------ Record excerpts
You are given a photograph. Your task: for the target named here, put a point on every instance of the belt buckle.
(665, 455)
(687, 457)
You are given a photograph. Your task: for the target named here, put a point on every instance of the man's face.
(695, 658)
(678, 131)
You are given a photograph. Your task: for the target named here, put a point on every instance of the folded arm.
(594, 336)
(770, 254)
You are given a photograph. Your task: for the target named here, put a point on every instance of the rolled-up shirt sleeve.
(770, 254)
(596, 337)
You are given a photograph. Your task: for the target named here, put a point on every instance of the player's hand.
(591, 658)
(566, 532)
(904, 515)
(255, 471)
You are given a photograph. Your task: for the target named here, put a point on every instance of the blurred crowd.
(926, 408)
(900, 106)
------------
------ Record excerpts
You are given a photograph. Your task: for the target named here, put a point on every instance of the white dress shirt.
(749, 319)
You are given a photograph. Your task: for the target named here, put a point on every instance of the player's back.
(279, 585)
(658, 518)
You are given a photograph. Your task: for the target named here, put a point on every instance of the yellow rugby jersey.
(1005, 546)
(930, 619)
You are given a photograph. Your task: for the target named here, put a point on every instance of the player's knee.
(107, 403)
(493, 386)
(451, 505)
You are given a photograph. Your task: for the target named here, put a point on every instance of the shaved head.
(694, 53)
------------
------ Record excerpts
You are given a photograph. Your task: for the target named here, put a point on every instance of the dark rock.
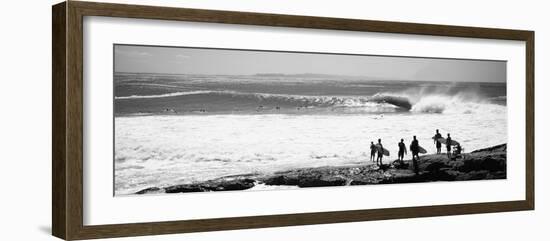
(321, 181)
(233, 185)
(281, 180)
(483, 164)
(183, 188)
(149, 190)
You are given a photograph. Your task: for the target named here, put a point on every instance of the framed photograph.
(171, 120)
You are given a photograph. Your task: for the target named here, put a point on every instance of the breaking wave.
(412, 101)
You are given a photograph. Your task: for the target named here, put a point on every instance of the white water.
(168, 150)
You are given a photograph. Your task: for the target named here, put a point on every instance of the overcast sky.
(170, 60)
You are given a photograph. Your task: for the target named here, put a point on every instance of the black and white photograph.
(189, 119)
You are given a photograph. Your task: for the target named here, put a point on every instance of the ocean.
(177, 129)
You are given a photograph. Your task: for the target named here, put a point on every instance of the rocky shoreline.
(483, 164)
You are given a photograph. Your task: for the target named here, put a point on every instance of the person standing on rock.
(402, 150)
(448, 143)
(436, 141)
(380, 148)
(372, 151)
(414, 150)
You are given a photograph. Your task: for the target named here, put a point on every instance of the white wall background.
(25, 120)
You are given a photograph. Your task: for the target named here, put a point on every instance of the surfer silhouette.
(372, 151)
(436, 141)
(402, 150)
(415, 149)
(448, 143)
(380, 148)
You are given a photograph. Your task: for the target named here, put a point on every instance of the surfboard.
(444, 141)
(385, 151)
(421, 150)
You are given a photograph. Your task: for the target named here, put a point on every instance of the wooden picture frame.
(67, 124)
------------
- Short problem
Pull out each line of the entries above that contains the word "shirt". Letter case matters.

- In response
You are given a photograph. Your task: for the target named here, put a point on every instance of the rolled-up shirt sleeve.
You are given a photograph. Your task: for the target named here, put a point on every instance of the white dress shirt.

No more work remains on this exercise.